▸ Exercise requirements:
Return the listing word for word, as given.

▸ Entries:
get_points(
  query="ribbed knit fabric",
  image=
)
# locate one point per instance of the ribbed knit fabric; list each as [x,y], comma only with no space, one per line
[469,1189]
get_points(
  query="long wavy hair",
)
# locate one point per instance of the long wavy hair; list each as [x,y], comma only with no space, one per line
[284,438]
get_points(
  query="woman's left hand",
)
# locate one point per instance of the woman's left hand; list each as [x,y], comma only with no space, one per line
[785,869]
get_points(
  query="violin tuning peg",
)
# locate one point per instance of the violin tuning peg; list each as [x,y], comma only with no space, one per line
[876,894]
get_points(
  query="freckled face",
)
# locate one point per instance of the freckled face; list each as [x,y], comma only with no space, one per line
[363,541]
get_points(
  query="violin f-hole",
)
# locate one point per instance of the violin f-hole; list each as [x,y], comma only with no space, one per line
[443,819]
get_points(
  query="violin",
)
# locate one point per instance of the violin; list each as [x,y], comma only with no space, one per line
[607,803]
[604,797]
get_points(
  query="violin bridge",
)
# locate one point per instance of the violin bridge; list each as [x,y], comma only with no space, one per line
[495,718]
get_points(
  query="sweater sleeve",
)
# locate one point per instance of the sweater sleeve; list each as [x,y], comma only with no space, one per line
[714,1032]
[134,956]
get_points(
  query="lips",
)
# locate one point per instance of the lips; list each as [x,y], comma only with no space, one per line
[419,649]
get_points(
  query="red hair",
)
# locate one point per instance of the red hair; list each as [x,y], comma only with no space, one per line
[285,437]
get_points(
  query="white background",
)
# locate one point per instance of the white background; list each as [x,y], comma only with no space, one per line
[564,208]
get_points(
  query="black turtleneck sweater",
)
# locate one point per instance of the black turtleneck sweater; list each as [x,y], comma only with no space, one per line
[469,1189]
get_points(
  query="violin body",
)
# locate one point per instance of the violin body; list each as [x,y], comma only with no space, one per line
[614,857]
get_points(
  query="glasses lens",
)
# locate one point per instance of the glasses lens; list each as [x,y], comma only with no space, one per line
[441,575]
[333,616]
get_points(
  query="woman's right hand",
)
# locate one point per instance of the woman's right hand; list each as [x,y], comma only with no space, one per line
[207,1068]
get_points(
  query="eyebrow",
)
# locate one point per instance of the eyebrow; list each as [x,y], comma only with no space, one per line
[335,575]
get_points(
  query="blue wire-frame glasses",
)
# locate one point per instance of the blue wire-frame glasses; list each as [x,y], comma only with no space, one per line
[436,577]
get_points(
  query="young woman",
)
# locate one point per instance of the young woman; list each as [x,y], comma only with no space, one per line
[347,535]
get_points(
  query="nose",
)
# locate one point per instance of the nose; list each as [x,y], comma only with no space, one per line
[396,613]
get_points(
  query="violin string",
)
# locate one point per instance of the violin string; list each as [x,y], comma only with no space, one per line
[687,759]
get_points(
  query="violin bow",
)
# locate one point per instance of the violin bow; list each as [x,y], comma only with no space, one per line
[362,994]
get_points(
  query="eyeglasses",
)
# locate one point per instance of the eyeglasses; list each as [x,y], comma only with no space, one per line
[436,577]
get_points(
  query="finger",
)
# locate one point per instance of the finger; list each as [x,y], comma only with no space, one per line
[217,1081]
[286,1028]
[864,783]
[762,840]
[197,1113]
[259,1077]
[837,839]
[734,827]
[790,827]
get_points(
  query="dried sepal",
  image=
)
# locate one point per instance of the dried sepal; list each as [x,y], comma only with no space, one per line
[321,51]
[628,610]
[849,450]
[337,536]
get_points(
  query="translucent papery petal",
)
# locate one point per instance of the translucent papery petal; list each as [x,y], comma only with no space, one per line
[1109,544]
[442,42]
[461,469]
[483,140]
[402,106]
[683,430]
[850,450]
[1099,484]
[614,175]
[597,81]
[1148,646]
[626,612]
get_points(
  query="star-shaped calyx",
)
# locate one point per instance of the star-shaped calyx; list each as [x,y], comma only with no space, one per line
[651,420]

▸ Output for this task:
get_points(
  query="ribbed knit fabric",
  image=
)
# locate one point per instance of the ribbed knit fabric; list each as [x,y], comma only with no space, one per line
[469,1189]
get_points(
  query="long wavy hair",
)
# locate one point per instance of the long wavy hair; list each as [x,y], comma only with no space, one per line
[284,438]
get_points(
  query="woman's left hand",
)
# locate one point per instance of the woman's left hand; list each as [x,y], comma only with no space, one per line
[785,869]
get_points(
  query="violin tuning peg",
)
# locate one point per instance of the violin tuning peg; list each as [x,y], comma only with no space, one per line
[876,894]
get_points(
  query="freckled face",
)
# locate one point per instance of the freckled face; list each as [x,y], comma only with no space, one per line
[363,541]
get_points(
  query="violin f-hole",
)
# locate one point per instance of the violin f-hole; list each as [x,y], comma only with no space, one per line
[443,819]
get_points(
  query="violin",
)
# locate one point per instance of the violin; list each as [x,y], comma only with no space, one per line
[607,803]
[604,797]
get_points(
  query="violin bridge",
)
# locate one point per instance of the violin bridge; list each as [x,y], comma only with no space, one per line
[495,718]
get_points(
  query="sweater sleeve",
)
# locate one point per instance of the sweater sleeve; list each as [x,y], comma only with no space, one per line
[714,1032]
[134,956]
get_points(
  query="lips",
)
# locate one point per instance of the lips; list each as [x,y], comma only with no space, one per line
[419,649]
get_points(
  query="red hair",
)
# locate one point per instance of the red hair; list each as [x,y], comma only with no space, one per line
[285,437]
get_points(
  query="white background",
)
# locate one point per instance of the white background; list each as [x,y], comma only with no space, one per line
[564,208]
get_points(
  query="black turtleneck sweater",
)
# locate one point per instance of the black turtleneck sweater; list each as [x,y], comma only with no space, one per line
[469,1189]
get_points(
  query="violin body",
)
# locate one point per instance of the violin body; list each as [x,y], comma only with no space, one per line
[614,857]
get_points(
  query="glasses lens",
)
# locate one point per instance of the glasses lens; list each as [x,y], comma only with no space, one per line
[441,575]
[333,616]
get_points(
  query="woman's right hand",
)
# locate one point per instance of the woman's right hand; list each as [x,y], comma only with no space, one per line
[207,1068]
get_points(
  query="eyebrow",
)
# locate one point per instance of the eyebrow; list each as [x,y], comma only with no space, one per line
[335,575]
get_points(
  query="blue wire-frame glasses",
)
# locate one point per instance of the blue wire-frame glasses; list each as [x,y], comma only with no space, one per line
[436,577]
get_points(
  query="young woman",
)
# locate one point per instance of the young woman; list each as [x,y], comma only with no space, one per line
[347,535]
get_points(
  query="nose",
)
# locate one point per instance of the nose; list each as [x,y], comma only with no space, one per line
[396,613]
get_points(
  query="violin string",
)
# locate one point per instance of the violin string; list each as [x,y], comma only with no space, one per line
[687,759]
get_points(
  query="violin bow",
)
# locate one point per instance of the violin bow; list each as [x,y], comma only with no space, one per line
[362,994]
get_points(
  query="eyeglasses",
)
# locate one point per instance of the eyeglasses; list each as [x,y], comma only with no space, one per line
[436,577]
get_points(
  query="finger",
)
# locate one point per instance of the finger; list each as [x,y], comma only with no space, one per line
[217,1081]
[286,1028]
[864,783]
[762,840]
[197,1113]
[259,1077]
[837,839]
[734,827]
[790,827]
get_points(
  query="dried sepal",
  image=
)
# locate one point per instance of the dried sepal; list each as [x,y], comma only with no space, one per line
[321,51]
[628,610]
[849,450]
[337,536]
get_points(
  query="translucent papery petal",
)
# locate one point per instance of the translucent papery petal; list each as [x,y], comma only with no space, one per line
[1109,544]
[442,42]
[461,469]
[483,140]
[402,106]
[683,430]
[850,450]
[1099,484]
[614,175]
[597,81]
[1148,646]
[626,612]
get_points(
  query="star-shaped calyx",
)
# locate one point per instance of the star-shaped calyx; list each as [x,y], comma only with no space, one per line
[651,420]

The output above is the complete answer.